• _Data entries_
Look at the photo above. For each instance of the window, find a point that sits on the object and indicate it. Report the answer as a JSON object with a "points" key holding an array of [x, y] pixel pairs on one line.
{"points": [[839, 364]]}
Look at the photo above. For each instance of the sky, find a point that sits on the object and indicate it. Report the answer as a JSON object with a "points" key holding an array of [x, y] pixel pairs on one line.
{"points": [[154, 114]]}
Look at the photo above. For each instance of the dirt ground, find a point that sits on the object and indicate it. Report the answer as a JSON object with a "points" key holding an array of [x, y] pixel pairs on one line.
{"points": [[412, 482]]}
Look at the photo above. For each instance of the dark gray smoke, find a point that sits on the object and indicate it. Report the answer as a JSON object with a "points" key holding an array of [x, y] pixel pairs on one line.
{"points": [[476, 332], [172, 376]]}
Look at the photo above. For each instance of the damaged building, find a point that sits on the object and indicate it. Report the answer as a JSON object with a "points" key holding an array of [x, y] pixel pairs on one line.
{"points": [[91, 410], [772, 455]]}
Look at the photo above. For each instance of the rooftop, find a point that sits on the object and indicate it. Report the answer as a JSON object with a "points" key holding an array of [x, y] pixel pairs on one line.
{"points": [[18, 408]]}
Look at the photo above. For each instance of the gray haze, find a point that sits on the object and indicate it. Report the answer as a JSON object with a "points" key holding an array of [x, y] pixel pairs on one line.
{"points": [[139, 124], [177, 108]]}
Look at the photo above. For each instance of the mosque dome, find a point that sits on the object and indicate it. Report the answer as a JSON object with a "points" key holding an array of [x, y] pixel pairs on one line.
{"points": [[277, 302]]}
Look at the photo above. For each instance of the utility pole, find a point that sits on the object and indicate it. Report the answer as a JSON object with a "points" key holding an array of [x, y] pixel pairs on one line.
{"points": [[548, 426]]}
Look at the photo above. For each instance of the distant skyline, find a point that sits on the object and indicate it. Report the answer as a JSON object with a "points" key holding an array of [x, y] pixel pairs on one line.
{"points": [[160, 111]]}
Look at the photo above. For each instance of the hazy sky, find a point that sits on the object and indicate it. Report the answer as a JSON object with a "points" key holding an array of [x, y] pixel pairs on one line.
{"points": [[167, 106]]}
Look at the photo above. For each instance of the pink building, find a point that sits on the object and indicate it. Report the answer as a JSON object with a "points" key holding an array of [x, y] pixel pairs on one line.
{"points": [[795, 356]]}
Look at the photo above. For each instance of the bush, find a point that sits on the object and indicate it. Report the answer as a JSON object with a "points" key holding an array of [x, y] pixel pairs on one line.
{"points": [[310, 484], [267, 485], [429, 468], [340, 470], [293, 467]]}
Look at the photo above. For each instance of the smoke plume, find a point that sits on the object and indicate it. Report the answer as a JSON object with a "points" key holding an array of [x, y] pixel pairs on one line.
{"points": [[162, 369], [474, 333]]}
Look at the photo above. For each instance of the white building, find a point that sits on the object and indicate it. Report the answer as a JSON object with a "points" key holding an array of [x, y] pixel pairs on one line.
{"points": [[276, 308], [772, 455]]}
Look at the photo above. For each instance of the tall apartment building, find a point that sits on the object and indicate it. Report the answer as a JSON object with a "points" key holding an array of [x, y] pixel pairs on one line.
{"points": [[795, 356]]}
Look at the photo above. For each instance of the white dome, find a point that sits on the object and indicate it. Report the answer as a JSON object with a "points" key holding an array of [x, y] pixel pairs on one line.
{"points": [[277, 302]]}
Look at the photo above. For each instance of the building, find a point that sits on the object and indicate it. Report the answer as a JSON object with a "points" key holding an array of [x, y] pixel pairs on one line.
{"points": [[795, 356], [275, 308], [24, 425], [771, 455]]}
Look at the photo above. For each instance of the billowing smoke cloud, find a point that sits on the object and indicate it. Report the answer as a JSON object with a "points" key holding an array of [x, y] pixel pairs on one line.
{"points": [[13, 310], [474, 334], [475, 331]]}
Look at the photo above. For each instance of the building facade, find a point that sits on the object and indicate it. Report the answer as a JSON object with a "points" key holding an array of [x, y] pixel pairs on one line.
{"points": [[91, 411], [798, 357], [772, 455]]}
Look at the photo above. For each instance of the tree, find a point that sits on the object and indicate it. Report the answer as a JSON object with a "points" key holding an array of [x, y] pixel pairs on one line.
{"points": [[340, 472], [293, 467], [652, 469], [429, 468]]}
---
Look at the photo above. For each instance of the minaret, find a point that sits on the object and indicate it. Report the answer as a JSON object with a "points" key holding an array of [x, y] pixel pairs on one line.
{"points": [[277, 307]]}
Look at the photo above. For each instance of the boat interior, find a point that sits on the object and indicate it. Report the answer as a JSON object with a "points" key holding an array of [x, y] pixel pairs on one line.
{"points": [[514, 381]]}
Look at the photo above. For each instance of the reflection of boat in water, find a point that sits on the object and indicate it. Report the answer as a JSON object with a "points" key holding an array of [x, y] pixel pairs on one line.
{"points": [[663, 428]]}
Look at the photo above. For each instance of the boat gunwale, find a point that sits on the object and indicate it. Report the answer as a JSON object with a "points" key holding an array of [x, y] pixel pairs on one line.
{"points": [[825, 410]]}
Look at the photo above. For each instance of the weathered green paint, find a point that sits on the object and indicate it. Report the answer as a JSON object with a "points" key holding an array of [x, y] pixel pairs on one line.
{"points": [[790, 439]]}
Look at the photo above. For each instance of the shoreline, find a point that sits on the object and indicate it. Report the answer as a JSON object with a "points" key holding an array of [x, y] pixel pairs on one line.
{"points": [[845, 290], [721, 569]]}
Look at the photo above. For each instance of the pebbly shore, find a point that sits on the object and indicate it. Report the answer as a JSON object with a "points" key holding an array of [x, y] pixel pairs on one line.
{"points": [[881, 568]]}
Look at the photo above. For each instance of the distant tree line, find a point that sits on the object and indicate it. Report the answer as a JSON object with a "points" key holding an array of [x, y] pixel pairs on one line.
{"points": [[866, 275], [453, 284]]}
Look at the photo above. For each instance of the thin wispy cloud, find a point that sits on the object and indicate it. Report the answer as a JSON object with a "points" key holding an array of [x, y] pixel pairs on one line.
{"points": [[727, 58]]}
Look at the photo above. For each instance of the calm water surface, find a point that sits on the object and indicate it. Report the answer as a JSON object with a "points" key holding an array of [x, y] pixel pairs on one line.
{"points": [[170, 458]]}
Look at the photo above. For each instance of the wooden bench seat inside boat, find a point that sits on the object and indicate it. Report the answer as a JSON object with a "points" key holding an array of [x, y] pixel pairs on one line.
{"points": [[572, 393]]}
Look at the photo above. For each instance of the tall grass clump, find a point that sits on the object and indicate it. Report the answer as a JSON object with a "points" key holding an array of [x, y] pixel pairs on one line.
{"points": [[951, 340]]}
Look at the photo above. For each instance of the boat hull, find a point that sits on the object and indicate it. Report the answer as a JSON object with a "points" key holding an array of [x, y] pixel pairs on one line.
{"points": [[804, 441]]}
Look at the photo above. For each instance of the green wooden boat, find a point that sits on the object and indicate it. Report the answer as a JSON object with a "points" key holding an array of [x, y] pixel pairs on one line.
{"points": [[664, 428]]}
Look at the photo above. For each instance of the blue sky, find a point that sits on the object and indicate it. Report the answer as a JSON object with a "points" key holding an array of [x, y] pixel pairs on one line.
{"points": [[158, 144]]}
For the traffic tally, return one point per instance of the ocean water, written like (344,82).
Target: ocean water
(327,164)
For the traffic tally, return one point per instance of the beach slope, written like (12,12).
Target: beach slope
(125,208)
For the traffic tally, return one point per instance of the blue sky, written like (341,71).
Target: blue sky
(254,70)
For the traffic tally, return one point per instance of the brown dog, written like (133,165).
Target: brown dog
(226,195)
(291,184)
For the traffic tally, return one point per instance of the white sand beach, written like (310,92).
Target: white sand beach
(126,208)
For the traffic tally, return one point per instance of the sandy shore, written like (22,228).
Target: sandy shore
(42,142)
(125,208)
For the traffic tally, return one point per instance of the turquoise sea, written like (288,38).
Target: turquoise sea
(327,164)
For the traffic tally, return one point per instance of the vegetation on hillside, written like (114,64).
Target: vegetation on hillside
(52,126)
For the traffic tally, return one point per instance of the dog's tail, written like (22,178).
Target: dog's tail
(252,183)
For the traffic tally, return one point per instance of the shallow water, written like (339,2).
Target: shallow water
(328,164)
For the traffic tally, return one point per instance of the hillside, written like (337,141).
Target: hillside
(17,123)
--
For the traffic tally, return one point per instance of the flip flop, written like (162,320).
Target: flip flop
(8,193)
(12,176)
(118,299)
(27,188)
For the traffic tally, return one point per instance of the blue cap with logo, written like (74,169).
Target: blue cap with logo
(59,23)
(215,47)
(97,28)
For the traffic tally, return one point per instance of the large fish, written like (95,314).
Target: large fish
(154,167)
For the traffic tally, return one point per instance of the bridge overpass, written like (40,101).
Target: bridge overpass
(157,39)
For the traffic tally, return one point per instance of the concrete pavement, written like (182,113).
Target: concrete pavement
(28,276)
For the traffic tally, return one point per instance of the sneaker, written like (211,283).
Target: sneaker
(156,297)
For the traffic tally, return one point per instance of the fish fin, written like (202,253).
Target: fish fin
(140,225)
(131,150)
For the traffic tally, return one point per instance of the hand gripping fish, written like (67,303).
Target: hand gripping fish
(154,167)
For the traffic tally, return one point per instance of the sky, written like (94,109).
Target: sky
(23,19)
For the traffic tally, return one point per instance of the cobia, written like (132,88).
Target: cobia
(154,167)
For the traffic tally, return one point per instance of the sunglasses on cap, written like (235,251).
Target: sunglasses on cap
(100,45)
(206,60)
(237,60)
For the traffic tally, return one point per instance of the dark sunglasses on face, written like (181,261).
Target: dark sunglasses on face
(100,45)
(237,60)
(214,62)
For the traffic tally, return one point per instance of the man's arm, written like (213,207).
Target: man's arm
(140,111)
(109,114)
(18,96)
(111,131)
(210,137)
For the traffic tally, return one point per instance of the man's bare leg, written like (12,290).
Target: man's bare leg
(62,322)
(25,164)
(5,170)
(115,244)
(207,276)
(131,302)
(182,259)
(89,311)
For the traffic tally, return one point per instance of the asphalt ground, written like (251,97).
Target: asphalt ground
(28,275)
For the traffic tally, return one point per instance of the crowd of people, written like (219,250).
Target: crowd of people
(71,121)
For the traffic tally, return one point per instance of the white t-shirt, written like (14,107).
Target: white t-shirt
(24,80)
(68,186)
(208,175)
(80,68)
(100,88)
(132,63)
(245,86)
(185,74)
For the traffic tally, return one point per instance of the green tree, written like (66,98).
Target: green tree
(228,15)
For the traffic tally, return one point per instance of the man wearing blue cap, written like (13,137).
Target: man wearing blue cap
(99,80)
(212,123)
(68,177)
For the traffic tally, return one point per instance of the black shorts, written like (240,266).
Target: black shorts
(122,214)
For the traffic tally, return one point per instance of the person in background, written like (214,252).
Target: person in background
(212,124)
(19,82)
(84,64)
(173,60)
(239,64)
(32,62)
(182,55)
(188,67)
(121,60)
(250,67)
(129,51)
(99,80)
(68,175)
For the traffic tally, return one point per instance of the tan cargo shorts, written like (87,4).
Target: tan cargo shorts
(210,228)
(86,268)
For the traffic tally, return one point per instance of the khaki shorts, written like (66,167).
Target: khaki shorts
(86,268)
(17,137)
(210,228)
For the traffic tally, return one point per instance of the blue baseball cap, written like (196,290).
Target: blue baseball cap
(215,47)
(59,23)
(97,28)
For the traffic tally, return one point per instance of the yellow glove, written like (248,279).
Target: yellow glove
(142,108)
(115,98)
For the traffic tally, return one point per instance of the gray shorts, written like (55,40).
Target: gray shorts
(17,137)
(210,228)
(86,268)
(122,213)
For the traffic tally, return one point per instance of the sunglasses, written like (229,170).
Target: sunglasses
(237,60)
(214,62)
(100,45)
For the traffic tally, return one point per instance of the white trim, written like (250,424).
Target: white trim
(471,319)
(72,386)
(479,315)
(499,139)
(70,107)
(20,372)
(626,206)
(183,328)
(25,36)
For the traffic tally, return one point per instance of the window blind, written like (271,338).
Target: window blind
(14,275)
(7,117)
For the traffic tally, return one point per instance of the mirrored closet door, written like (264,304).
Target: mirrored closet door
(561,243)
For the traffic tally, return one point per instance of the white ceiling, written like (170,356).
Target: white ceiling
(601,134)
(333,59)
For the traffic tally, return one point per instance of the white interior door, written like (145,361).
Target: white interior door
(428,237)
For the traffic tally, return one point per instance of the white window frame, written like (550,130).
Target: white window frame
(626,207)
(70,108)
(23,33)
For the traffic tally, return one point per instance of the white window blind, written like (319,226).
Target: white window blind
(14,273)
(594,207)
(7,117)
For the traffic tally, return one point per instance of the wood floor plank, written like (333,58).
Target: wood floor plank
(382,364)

• _WHAT TO DO_
Starting at the line above that holds "written like (196,290)." and ending at the line that holds "written like (250,424).", transcribe each line exactly and include no other lines.

• _RESULT_
For the traffic tally, return one point per instance of the blue baseball cap, written like (196,290).
Target: blue baseball cap
(215,47)
(59,23)
(97,28)
For the traffic tally, return one point per instance of the yellow glove, written like (248,279).
Target: yellow glove
(142,108)
(115,98)
For the traffic tally, return one point per instance of the gray shorts, written like (55,40).
Target: gray shorts
(17,137)
(210,228)
(86,268)
(122,213)
For the traffic tally, return one point per instance of the sunglasses, written like (229,170).
Target: sunglasses
(237,60)
(214,62)
(100,45)
For the traffic tally, return one point per instance of the white trim, written like (250,424).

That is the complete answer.